Goal of the exercise> Convert the lines of the material below into a JSON list of strings, one string per line, leaving out blank lines. Begin at the line that contains "spot the blue sky" and stop at the end of the material.

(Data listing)
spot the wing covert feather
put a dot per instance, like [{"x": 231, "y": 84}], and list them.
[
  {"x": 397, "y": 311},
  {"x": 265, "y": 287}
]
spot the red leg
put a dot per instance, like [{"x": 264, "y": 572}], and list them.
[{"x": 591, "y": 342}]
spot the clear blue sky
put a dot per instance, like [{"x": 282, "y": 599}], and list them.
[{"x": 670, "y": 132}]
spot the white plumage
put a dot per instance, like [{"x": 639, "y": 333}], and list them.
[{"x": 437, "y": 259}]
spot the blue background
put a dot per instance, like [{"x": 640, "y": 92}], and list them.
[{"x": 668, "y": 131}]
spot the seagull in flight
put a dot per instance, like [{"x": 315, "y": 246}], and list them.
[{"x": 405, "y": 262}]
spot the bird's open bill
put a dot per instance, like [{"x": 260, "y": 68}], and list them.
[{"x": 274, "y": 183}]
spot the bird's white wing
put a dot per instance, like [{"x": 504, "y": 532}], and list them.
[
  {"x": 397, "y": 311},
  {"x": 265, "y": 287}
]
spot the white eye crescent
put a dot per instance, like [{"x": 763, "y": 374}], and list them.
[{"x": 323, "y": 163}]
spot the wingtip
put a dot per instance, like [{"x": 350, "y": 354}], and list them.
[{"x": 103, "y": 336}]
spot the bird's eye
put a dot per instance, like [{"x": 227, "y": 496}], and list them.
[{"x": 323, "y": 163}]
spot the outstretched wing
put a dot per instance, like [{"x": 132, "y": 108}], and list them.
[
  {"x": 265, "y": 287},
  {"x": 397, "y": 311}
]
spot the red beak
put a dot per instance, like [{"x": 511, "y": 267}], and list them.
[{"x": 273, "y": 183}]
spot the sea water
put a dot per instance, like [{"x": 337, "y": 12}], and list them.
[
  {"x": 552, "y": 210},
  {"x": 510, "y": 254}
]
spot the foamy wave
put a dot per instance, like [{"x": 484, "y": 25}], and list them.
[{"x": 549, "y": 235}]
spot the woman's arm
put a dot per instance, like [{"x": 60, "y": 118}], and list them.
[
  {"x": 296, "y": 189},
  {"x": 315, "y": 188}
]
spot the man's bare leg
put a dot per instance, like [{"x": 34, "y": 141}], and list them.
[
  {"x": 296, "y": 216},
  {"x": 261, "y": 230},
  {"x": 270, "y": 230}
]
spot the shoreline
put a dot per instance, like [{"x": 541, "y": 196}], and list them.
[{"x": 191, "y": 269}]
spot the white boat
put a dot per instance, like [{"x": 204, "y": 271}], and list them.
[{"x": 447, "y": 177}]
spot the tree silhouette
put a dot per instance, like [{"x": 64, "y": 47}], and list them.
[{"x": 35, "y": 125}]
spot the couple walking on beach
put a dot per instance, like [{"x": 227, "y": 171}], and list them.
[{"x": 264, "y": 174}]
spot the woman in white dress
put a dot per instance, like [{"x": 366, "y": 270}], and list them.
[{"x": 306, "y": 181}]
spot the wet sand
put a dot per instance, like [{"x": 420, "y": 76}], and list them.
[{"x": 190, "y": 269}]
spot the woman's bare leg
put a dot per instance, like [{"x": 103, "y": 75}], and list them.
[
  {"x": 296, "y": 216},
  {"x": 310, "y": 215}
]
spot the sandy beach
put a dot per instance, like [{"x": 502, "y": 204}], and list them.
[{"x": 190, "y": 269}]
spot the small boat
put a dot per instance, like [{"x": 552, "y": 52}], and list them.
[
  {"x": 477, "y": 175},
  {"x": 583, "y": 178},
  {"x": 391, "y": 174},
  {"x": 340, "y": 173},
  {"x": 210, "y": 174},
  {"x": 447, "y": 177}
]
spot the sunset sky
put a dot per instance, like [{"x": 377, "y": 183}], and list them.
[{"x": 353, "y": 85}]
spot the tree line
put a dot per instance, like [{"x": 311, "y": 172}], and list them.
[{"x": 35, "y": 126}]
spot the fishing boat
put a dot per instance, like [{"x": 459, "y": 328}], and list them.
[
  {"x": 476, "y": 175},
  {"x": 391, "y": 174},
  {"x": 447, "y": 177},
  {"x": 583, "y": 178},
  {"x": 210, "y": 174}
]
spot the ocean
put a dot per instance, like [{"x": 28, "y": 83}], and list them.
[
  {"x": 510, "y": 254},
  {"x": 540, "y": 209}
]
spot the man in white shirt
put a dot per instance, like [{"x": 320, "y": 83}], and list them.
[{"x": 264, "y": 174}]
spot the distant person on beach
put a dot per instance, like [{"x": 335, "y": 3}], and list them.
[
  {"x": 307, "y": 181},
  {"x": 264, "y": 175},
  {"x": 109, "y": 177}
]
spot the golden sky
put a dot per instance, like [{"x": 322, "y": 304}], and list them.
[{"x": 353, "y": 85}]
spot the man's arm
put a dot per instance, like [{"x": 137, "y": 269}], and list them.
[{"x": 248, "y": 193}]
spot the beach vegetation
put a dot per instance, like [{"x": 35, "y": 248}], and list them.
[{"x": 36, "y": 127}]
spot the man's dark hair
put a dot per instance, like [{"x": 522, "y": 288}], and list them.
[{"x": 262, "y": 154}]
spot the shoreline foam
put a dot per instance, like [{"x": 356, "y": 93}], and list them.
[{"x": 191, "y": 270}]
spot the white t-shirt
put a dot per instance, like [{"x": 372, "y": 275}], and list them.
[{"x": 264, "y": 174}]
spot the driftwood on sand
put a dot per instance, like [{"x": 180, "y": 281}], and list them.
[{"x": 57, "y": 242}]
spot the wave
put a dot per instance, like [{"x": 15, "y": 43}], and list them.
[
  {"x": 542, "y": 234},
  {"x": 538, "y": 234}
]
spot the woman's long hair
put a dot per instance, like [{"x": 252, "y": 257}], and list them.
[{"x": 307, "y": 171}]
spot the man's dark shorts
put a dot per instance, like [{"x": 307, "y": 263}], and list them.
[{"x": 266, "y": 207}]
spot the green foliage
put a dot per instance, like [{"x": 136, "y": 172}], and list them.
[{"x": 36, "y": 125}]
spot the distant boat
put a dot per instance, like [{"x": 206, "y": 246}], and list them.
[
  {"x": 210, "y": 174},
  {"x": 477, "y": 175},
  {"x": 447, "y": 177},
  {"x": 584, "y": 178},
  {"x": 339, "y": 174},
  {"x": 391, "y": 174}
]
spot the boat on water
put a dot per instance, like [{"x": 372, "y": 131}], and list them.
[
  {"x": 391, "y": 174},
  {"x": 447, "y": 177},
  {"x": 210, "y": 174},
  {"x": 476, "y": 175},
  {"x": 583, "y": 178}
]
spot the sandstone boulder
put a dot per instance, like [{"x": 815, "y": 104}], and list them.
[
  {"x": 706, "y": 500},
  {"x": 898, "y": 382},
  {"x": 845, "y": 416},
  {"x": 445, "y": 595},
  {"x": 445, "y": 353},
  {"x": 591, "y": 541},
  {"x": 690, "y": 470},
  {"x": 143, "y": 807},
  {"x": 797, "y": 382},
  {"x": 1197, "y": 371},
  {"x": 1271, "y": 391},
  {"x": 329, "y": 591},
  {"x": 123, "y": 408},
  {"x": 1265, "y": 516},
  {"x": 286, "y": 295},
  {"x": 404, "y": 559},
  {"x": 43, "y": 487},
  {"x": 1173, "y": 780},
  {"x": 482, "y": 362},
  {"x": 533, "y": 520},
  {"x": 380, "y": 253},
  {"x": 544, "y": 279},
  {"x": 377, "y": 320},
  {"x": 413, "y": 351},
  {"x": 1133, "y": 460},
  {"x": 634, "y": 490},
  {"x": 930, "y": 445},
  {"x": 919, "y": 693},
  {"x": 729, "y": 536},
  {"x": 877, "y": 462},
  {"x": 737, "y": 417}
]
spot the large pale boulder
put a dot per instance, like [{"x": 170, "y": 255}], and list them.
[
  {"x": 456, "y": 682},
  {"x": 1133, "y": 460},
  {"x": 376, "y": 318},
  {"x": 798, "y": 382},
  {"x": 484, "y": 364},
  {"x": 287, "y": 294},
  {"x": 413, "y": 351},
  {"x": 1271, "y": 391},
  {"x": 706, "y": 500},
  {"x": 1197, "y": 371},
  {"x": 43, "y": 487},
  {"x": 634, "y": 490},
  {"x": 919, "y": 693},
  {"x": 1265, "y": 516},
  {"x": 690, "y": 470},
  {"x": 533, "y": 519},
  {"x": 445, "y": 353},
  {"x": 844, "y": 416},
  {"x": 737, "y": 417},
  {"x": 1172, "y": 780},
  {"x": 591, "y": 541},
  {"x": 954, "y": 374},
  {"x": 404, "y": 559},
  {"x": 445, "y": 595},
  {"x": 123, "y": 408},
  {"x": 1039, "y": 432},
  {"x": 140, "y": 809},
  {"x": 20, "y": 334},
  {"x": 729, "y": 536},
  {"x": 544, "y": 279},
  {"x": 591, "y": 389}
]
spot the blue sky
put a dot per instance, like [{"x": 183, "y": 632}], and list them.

Finished answer>
[
  "spot the blue sky",
  "put a dot per instance, like [{\"x\": 183, \"y\": 632}], and list them."
]